> [Page]
______________________________

The Louisville and Nashville Depot is an historic Louisville and Nashville Railroad depot located at 206 Henry Street in Milton, Santa Rosa County, Florida. It was built in 1909 on the site of the former Pensacola and Atlantic depot built in 1882 which burned down in 1907. In 1973, the station was closed, but partially restored with a 1976 Bicentennial grant.

On October 29, 1982, it was added to the U.S. National Register of Historic Places. In 1989, the depot was listed in A Guide to Florida's Historic Architecture.

Today the building is owned by the Santa Rosa Historical Society.

West Florida Railroad Museum
The West Florida Railroad Museum opened in the depot in 1989, and contains a collection of preserved railroad cars and railroad memorabilia from the L & N Railroad, Frisco Railroad and other railroads.  The type of railroad car displays include two dining cars, two former Pullman Company sleeper cars that were renovated into L&N baggage-dormitory cars, two caboose cars, a boxcar and a flatcar.  The museum also features a bridge tender's house from the Escambia Bay trestle bridge, and a section shed with motor car.

______________________________

> [Given entries]
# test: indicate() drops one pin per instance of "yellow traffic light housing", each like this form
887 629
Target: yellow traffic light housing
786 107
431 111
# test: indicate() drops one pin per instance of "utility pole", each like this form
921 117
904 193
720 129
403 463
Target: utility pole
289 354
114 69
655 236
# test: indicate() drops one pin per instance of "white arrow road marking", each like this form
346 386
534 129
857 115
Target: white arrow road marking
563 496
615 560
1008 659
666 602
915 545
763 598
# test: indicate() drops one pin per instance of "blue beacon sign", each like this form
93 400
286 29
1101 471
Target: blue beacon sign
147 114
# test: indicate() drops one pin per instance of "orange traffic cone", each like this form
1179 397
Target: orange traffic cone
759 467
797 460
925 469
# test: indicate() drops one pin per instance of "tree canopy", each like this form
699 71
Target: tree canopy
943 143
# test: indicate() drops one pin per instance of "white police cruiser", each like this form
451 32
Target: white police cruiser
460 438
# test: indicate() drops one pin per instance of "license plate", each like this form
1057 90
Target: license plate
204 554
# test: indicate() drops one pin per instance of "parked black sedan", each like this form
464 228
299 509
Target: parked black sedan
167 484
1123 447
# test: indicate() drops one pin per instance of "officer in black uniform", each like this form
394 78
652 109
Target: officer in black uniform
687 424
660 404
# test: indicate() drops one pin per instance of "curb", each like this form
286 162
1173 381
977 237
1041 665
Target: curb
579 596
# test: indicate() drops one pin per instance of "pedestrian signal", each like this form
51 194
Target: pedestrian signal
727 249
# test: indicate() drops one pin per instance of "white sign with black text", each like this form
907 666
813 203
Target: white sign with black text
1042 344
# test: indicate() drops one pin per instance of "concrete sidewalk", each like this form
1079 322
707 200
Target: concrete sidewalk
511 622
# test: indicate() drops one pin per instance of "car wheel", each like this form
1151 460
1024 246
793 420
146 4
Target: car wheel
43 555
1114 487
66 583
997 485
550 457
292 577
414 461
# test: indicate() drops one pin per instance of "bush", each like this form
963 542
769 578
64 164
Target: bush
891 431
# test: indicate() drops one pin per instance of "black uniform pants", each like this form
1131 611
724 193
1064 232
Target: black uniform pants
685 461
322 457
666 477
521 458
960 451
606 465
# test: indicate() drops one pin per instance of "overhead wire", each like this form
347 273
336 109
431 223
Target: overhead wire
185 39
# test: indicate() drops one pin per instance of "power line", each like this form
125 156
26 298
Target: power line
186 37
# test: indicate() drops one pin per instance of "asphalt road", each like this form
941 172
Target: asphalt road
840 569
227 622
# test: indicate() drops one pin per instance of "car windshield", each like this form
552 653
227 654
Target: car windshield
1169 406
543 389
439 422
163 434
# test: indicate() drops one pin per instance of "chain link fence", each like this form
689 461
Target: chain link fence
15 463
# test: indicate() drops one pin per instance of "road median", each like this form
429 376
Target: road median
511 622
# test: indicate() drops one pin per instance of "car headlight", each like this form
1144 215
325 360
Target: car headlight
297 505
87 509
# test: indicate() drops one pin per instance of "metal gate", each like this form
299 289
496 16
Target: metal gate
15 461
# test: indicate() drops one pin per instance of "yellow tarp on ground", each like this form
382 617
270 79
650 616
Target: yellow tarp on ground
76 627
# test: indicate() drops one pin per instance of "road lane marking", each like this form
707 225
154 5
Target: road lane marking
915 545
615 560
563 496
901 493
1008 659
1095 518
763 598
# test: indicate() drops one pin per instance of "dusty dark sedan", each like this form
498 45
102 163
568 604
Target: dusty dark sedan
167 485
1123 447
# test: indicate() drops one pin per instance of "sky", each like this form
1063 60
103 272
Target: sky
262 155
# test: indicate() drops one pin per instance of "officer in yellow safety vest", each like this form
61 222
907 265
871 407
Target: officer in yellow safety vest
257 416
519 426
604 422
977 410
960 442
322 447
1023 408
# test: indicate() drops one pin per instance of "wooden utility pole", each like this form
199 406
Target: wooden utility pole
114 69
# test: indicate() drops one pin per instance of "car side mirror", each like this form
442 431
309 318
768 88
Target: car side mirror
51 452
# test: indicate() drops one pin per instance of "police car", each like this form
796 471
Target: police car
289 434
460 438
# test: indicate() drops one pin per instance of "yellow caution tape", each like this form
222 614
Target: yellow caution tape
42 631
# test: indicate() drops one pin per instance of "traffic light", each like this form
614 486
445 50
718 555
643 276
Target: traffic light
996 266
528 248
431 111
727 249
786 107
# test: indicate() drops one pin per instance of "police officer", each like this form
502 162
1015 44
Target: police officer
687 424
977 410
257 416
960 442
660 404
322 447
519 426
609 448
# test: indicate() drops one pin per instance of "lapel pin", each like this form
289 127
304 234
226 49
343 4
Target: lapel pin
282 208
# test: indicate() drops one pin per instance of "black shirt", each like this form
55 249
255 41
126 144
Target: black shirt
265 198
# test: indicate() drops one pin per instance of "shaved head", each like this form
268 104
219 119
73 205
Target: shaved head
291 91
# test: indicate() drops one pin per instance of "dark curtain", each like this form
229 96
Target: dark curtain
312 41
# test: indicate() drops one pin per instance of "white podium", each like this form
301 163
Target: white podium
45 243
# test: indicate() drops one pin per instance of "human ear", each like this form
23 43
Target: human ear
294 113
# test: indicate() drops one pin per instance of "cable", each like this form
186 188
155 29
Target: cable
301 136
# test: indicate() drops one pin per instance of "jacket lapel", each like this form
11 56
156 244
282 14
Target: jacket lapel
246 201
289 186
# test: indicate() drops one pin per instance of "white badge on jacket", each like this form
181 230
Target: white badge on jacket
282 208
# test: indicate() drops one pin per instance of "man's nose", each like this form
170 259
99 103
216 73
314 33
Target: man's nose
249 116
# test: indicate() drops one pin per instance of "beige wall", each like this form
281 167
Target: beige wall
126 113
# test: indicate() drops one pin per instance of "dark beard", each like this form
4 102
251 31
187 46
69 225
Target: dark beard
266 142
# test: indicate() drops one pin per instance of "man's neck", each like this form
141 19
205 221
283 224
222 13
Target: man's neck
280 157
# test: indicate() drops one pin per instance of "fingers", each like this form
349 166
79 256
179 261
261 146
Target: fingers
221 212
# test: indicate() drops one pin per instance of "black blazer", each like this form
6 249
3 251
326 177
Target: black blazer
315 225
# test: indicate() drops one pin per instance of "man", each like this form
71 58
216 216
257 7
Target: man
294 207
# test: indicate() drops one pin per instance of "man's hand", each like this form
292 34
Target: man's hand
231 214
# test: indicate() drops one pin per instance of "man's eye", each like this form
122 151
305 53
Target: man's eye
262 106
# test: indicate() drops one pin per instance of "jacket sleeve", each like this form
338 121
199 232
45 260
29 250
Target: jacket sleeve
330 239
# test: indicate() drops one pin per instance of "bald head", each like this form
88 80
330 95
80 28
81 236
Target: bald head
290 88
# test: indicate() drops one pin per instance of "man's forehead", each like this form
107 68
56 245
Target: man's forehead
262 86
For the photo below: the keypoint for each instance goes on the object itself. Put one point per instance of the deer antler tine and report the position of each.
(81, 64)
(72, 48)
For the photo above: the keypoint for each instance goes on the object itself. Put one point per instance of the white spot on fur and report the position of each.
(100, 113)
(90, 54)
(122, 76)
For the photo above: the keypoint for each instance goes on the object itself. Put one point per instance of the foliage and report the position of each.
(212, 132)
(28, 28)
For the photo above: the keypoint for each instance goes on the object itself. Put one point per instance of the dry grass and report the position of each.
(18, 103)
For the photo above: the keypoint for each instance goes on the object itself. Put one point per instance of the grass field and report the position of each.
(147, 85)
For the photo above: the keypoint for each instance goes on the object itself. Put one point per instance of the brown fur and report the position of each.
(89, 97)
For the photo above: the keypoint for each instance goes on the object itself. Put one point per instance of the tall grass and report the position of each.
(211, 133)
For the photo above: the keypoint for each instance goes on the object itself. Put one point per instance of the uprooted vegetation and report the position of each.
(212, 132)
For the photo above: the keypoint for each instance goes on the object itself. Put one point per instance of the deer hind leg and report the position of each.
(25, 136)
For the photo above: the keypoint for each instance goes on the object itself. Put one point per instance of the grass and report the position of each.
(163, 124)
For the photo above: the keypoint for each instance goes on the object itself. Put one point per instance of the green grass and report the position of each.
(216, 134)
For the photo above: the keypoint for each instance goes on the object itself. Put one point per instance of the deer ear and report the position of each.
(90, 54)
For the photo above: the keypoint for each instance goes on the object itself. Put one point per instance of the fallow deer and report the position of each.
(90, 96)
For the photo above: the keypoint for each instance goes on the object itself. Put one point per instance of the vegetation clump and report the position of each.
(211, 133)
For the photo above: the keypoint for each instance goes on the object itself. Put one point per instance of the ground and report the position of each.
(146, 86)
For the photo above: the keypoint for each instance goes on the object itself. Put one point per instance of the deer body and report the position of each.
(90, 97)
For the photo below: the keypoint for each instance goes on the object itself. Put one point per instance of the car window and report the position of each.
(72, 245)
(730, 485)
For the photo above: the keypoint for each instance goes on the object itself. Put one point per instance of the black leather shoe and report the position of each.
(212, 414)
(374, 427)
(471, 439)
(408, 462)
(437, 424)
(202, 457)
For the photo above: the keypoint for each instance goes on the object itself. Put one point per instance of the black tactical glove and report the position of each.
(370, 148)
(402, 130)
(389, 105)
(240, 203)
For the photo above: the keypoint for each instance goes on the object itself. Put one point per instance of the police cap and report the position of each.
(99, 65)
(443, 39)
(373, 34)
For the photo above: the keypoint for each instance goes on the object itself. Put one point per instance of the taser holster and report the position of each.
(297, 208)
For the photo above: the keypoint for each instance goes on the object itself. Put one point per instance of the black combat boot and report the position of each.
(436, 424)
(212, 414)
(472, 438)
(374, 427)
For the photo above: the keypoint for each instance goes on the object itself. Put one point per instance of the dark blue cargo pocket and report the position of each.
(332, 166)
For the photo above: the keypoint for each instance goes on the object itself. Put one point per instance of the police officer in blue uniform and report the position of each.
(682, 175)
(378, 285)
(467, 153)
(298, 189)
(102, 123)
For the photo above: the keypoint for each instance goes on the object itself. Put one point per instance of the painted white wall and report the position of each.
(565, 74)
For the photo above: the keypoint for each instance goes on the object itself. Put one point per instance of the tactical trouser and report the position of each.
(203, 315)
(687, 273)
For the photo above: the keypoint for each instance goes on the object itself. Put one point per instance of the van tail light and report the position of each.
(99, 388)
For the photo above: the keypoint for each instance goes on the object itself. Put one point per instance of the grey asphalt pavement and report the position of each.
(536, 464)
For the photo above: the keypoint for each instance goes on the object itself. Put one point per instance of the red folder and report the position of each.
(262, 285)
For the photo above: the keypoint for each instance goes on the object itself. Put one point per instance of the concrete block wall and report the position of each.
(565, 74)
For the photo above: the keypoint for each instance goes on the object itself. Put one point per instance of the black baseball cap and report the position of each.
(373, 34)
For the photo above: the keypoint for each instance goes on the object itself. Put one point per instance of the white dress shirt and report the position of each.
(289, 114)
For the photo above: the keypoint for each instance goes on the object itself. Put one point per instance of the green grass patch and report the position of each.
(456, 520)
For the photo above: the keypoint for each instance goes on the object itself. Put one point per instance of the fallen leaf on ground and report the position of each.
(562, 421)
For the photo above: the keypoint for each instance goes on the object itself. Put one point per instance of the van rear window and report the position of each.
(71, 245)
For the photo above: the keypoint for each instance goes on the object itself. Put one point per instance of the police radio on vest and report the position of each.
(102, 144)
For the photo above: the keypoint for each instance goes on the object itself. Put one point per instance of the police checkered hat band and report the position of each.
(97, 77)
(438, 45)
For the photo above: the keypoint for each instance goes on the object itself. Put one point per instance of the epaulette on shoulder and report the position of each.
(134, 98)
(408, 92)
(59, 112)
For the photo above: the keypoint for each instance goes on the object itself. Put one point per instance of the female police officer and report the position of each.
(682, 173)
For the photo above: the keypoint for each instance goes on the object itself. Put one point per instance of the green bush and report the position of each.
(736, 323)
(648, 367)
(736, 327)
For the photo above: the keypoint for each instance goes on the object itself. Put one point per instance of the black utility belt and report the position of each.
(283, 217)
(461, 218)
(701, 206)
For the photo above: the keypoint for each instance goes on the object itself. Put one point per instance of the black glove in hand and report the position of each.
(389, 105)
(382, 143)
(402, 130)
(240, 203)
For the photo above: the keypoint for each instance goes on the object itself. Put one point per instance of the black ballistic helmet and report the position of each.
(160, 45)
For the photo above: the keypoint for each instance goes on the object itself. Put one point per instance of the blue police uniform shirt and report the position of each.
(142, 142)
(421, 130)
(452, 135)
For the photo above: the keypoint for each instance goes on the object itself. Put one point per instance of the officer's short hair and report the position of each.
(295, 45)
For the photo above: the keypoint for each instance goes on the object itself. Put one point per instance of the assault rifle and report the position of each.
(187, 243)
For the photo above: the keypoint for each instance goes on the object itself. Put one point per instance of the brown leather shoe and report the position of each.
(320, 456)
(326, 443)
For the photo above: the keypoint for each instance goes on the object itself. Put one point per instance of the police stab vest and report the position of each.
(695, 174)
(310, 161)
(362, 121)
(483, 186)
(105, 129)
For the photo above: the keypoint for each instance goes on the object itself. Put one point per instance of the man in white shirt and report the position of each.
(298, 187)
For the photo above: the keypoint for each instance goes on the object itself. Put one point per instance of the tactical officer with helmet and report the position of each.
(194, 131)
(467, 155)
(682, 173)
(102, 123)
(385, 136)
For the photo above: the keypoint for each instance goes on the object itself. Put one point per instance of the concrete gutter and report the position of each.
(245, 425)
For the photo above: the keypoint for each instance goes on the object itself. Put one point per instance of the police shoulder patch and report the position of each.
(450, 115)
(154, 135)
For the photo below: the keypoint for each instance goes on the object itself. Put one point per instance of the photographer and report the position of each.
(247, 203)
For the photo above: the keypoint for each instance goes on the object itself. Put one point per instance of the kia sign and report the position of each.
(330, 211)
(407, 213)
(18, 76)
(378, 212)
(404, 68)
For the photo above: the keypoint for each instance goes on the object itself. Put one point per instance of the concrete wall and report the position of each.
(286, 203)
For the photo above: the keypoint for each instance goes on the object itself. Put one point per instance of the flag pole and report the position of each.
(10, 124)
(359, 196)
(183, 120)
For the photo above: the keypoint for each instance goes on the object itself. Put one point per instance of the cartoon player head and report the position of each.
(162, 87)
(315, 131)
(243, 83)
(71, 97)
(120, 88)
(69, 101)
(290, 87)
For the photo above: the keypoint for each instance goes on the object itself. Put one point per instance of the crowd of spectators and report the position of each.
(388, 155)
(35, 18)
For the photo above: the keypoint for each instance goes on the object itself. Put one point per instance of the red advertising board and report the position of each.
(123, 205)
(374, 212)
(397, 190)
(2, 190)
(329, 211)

______________________________

> [Directions]
• A. Translate this sentence from the depot article into Spanish: "Today the building is owned by the Santa Rosa Historical Society."
• B. Reproduce the stretch of the depot article from "The Louisville and" through "1976 Bicentennial grant.", word for word.
• C. According to the depot article, what stood on the site before the 1909 depot was built?

> [Replies]
• A. Hoy el edificio es propiedad de la Sociedad Histórica de Santa Rosa.

• B.
The Louisville and Nashville Depot is an historic Louisville and Nashville Railroad depot located at 206 Henry Street in Milton, Santa Rosa County, Florida. It was built in 1909 on the site of the former Pensacola and Atlantic depot built in 1882 which burned down in 1907. In 1973, the station was closed, but partially restored with a 1976 Bicentennial grant.

• C. The former Pensacola and Atlantic depot, built in 1882, which burned down in 1907.